_PROVIDED DATA_
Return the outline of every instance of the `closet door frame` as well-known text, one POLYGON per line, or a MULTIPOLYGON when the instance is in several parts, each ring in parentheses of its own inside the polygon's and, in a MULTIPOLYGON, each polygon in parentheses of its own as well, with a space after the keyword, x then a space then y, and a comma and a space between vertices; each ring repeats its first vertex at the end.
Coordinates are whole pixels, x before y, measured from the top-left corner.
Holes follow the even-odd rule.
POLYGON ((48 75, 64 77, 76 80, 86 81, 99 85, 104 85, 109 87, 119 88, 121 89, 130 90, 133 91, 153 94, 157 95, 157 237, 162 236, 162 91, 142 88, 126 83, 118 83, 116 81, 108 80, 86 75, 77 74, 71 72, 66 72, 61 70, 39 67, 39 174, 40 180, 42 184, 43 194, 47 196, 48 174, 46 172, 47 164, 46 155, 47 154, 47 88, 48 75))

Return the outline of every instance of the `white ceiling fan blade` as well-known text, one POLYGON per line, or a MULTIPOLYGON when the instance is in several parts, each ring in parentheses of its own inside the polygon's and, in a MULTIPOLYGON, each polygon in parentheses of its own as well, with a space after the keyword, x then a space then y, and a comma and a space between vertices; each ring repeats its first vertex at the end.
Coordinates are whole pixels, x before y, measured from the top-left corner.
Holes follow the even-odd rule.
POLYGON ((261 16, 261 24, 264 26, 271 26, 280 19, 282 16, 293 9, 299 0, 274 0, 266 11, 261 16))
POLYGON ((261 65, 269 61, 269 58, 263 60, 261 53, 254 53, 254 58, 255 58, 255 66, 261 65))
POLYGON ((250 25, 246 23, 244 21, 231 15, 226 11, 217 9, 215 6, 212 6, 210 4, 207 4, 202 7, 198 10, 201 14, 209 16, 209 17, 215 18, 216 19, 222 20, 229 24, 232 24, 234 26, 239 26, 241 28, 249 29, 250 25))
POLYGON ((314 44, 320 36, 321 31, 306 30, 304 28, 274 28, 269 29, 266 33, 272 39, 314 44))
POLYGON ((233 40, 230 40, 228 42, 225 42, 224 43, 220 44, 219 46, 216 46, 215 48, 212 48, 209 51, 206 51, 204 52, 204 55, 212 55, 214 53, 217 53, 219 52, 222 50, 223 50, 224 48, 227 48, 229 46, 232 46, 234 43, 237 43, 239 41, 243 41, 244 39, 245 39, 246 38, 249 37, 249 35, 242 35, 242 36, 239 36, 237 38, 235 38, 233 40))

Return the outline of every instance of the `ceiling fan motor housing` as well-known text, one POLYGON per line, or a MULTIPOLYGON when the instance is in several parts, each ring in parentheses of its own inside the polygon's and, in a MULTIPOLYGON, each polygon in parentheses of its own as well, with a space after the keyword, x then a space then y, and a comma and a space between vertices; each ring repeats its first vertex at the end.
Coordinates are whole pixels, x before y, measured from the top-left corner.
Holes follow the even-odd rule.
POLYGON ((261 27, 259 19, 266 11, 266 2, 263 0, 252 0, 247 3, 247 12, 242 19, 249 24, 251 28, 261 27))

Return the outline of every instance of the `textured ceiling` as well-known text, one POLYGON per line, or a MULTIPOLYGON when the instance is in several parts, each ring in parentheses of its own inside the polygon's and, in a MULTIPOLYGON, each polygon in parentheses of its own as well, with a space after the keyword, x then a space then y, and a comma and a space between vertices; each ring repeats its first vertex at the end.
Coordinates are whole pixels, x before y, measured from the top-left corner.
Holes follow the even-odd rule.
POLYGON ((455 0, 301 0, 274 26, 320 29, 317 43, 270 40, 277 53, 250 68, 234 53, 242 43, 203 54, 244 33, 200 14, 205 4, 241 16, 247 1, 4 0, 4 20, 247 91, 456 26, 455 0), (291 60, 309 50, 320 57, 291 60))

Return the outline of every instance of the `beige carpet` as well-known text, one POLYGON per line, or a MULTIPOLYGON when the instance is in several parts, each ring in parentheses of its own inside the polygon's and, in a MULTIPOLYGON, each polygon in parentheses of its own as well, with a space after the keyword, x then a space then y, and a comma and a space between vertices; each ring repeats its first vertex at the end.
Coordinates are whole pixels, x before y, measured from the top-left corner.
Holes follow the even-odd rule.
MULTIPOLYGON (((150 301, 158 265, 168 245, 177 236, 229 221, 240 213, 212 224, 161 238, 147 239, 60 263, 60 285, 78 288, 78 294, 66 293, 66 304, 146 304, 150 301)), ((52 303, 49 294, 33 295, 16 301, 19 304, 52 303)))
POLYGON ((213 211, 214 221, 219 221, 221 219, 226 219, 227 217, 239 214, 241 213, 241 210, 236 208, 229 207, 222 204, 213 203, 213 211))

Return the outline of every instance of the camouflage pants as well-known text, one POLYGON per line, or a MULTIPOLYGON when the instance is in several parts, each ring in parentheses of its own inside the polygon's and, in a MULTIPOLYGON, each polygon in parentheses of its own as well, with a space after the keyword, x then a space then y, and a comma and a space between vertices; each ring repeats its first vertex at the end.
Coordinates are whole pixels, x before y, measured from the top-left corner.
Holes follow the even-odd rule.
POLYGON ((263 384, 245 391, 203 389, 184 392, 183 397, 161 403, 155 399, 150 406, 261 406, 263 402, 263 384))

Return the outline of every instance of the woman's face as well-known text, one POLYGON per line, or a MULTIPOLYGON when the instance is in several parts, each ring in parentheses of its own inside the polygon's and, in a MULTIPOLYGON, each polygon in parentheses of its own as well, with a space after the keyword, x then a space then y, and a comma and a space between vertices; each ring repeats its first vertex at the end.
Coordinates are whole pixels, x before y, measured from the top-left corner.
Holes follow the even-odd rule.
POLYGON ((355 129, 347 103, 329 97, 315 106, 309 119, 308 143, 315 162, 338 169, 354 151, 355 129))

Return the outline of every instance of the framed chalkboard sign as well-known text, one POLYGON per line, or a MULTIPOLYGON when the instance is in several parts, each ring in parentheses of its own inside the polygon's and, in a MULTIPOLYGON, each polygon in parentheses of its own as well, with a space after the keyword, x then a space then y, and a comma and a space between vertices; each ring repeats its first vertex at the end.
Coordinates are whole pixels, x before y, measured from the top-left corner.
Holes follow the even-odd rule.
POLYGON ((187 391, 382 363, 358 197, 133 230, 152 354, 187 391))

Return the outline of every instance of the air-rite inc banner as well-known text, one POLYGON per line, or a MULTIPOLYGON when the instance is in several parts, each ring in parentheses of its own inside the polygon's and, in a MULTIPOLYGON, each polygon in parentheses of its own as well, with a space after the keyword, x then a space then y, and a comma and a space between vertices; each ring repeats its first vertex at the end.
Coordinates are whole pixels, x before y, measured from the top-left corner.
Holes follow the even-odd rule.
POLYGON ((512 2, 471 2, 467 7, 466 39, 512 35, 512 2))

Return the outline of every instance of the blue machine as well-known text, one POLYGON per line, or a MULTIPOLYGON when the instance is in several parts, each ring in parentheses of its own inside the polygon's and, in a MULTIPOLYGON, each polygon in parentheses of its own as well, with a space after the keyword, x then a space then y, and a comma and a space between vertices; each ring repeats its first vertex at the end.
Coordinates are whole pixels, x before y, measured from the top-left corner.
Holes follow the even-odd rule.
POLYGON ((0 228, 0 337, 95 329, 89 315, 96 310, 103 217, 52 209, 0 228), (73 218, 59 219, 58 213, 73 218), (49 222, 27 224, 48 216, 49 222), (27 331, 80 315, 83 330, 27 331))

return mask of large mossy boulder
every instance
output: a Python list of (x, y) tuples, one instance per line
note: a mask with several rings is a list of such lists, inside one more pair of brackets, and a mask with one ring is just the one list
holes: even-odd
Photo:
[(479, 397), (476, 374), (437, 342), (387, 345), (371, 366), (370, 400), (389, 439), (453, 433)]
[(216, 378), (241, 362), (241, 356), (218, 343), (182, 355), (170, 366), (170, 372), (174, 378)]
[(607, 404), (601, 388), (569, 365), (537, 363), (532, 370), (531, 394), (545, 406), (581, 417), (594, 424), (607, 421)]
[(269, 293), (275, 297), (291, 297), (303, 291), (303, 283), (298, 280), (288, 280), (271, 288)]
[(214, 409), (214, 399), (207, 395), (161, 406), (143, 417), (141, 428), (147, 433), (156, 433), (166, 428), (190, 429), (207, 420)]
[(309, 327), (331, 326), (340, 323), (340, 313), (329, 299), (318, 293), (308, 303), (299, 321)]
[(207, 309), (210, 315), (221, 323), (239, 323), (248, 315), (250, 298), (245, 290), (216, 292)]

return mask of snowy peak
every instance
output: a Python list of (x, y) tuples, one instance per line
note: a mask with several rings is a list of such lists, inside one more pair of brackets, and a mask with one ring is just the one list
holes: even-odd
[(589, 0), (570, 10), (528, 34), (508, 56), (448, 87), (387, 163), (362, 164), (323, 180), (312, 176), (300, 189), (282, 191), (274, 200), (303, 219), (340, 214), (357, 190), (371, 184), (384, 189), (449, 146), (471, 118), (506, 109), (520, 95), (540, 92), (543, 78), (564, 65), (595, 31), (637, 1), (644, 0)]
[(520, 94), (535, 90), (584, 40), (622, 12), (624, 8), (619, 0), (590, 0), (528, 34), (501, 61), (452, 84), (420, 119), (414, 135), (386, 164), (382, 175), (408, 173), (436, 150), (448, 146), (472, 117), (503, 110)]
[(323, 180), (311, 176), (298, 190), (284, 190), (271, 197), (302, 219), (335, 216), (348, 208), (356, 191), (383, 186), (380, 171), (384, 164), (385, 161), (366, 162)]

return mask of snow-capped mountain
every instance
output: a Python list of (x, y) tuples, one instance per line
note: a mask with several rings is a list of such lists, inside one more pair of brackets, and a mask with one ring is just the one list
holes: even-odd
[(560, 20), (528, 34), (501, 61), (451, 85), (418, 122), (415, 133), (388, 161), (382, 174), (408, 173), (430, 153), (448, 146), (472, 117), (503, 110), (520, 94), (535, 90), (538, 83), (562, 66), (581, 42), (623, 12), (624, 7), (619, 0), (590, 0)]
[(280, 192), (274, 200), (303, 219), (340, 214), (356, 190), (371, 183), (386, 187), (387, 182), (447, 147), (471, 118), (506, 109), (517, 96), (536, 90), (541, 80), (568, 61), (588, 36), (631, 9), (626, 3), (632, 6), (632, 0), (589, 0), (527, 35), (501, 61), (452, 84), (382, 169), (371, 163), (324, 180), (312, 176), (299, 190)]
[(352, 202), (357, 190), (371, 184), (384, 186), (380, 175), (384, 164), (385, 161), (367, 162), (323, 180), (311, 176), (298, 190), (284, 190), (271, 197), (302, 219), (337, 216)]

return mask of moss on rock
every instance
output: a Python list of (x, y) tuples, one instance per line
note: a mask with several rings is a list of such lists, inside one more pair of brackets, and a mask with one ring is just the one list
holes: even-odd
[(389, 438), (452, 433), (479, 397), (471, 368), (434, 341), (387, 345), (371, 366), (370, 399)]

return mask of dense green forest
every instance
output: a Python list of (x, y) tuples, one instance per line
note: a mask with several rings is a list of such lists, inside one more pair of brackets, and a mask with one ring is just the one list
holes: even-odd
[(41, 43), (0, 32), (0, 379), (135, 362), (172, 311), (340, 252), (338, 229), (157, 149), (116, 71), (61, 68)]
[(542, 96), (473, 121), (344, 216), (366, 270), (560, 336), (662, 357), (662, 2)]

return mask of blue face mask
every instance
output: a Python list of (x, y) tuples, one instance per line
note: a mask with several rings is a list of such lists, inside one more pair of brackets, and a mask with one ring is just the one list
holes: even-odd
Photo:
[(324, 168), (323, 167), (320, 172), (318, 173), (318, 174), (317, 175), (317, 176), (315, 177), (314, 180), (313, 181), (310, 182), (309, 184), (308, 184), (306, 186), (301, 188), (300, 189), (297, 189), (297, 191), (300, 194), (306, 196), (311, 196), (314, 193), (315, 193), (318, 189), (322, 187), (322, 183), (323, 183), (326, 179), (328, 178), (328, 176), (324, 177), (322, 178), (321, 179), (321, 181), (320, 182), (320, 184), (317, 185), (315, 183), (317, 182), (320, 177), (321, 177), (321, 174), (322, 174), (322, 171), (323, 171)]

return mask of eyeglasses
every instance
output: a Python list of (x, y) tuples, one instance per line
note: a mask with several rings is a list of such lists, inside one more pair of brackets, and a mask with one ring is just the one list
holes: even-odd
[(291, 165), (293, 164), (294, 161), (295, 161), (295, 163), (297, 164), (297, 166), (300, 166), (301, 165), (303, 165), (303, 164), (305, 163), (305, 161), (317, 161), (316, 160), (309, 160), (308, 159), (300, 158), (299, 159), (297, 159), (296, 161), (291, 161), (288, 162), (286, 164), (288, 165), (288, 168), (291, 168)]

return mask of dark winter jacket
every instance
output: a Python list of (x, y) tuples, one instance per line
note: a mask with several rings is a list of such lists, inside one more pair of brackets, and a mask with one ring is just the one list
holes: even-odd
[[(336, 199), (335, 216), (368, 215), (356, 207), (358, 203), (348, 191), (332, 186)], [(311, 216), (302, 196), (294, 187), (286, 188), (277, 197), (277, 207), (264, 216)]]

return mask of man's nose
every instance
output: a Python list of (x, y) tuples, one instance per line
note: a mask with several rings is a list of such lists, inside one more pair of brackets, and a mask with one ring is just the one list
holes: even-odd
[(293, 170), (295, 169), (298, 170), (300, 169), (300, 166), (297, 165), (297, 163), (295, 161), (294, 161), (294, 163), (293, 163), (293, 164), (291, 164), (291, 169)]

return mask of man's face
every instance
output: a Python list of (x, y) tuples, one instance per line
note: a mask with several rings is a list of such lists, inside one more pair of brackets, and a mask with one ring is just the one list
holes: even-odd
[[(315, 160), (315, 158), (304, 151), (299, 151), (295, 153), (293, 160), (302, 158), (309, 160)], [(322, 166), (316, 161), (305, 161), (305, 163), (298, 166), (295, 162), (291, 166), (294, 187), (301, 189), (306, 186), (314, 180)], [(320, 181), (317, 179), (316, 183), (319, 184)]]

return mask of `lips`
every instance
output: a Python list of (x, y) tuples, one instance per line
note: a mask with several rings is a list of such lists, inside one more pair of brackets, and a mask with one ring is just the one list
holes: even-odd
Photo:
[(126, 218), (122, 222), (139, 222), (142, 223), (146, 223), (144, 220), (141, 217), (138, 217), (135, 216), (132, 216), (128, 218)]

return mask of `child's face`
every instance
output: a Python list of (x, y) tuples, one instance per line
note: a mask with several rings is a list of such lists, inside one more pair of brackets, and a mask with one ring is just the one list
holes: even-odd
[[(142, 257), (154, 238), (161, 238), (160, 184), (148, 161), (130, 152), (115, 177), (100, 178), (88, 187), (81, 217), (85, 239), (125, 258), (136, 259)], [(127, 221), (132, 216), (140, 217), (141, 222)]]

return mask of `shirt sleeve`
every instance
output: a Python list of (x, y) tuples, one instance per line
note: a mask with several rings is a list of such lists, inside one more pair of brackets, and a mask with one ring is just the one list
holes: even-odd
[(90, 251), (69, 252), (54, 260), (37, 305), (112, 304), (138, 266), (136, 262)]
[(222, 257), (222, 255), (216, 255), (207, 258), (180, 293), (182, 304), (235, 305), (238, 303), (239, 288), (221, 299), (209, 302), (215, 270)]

_EXERCISE OBJECTIVE_
Copy out the rows word for word, starting with the line containing "Return the outline of every instance of the framed" and going on through the line containing "POLYGON ((187 391, 382", with both of those lines included.

_CORRECT OUTPUT_
Return the outline of every instance of the framed chalkboard sign as well-known text, one POLYGON per line, or a MULTIPOLYGON when the instance is in several parts, each ring in parentheses of its own inside the polygon's and, in a MULTIPOLYGON, each polygon in parentheses of its own as well, with a space after the keyword, x then a space then y, and a comma and a space between vertices; each ring repeats its first vertex at the end.
Coordinates are whole pixels, x before y, measured from the top-left corner.
Holes follow the even-odd rule.
POLYGON ((187 391, 382 363, 358 197, 133 230, 152 354, 187 391))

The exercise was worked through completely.